▶ Stated task 1: Count how many lines in the entries below contain the string "vegetation", and reply with that number alone.

Data Recording & GR00T Post-Training#

Record demonstration data from an RL specialist policy and use it to fine-tune a GR00T vision-language-action model.

Overview#

Step 1: Record

Run RL policy to collect demonstrations (HDF5).

AGILE

Step 2: Convert

Transform HDF5 to LeRobot-compatible format.

AGILE

Step 3: Fine-tune

Post-train GR00T on the converted dataset.

Isaac-GR00T

Step 4: Evaluate

Closed-loop inference in simulation.

AGILE

Prerequisites#

Trained RL policy checkpoint (from scripts/train.py)
Isaac Lab environment with G1-PickPlace-Tracking-v0-Record task
Isaac-GR00T-N1.5 repository for fine-tuning

Step 1: Record Demonstration Data#

Setup RL environment with appropriate observation group for required data collection. As an example, G1-PickPlace-Tracking-v0-Record environment captures RGB images, proprioceptive states, and actions from an RL policy. Observations are defined in RecordObservationsCfg.

python scripts/record.py \
    --task G1-PickPlace-Tracking-v0-Record \
    --checkpoint <path/to/rl/checkpoint.pt> \
    --record \
    --record_output data/recording \
    --num_envs 100 \
    --num_steps 300 \
    --enable_cameras

Argument	Description
`--task`	Environment with camera sensor (`G1-PickPlace-Tracking-v0-Record`)
`--checkpoint`	Path to trained RL policy
`--record`	Enable HDF5 recording
`--record_output`	Output directory (creates `data.h5` inside)
`--num_envs`	Parallel environments (more = faster collection)
`--num_steps`	Total simulation steps to run

Output: data/recording/data.h5 containing episodes with observations and actions.

Inspect Recorded Data#

Use the provided notebook to visualize trajectories and verify data quality:

jupyter notebook scripts/data_recording/inspect_data.ipynb

File	Description
`data_recorder.py`	`MultiEnvDataRecorder` API
`inspect_data.ipynb`	Visualization notebook
`convert_to_gr00t.py`	HDF5 to LeRobot converter

Step 2: Convert to GR00T Format#

Convert the HDF5 dataset to LeRobot-compatible format for GR00T training:

python scripts/data_recording/convert_to_gr00t.py \
    -i data/recording/data.h5 \
    -o data/gr00t \
    --task "pick up the object"

▶ Stated task 2: Continue the guide above on data recording and GR00T post-training, picking up right after its last line.

▶ Records supplied:
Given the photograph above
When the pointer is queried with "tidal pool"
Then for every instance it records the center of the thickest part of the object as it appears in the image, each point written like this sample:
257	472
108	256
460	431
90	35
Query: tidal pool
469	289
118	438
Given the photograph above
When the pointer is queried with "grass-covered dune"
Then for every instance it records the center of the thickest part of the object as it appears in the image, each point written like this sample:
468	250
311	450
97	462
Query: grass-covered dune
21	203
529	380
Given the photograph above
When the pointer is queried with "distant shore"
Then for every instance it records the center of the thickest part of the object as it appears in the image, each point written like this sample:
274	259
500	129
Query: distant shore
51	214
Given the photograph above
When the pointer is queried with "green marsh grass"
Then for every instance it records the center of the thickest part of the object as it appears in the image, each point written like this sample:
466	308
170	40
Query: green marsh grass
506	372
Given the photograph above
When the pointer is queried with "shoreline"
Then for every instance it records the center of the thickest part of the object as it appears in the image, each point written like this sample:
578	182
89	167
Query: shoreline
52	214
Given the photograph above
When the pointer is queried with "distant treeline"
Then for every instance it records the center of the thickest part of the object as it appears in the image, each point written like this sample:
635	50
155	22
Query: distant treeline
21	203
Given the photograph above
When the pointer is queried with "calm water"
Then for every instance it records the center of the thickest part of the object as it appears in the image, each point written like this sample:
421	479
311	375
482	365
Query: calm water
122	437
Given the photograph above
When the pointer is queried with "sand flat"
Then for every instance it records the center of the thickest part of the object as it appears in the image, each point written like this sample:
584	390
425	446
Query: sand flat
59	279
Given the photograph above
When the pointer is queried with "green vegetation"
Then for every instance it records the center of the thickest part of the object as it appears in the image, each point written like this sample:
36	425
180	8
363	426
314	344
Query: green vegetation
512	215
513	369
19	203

▶ Reply 1: 2

▶ Reply 2:
This generates:

meta/ – Dataset metadata (episodes.jsonl, info.json, tasks.jsonl)
videos/ – MP4 videos from RGB observations
data/ – Parquet files with states and actions

Step 3: Configure Data Pipeline#

Once the GR00T dataset is generated, configure the data modalities for GR00T model training. The modality configuration specifies which observation channels (state, video, actions) are used and how they map to the training pipeline. You can tune this to find the best-performing combination for your task.

For the pick-place task, edit the modality.json file in the GR00T dataset directory:

{
  "state": {
    "base_ang_vel": { "start": 0, "end": 3 },
    "joint_pos": { "start": 6, "end": 23 },
    "joint_vel": { "start": 23, "end": 38 }
  },
  "action": {
    "action": { "start": 0, "end": 21 }
  },
  "video": {
    "image": { "original_key": "observation.images.image" }
  },
  "annotation": {
    "human.action.task_description": {}
  }
}

Next, add a corresponding data config class to gr00t/experiment/data_config.py in the Isaac-GR00T repository. This class defines the data keys, transform pipeline, and observation/action horizons used during training.

Register in DATA_CONFIG_MAP:

DATA_CONFIG_MAP["g1_pp_tracking_sim"] = G1PPTrackingSimDataConfig()

Step 4: Fine-tune GR00T#

Run fine-tuning in the Isaac-GR00T-N1.5 repository:

python scripts/gr00t_finetune.py \
    --dataset-path <path/to/gr00t/data> \
    --data-config g1_pp_tracking_sim \
    --video-backend torchvision_av \
    --num-gpus 1 \
    --max-steps 10000 \
    --output-dir outputs/gr00t-pp-tracking

Tip

Increase --max-steps and add more data for better performance.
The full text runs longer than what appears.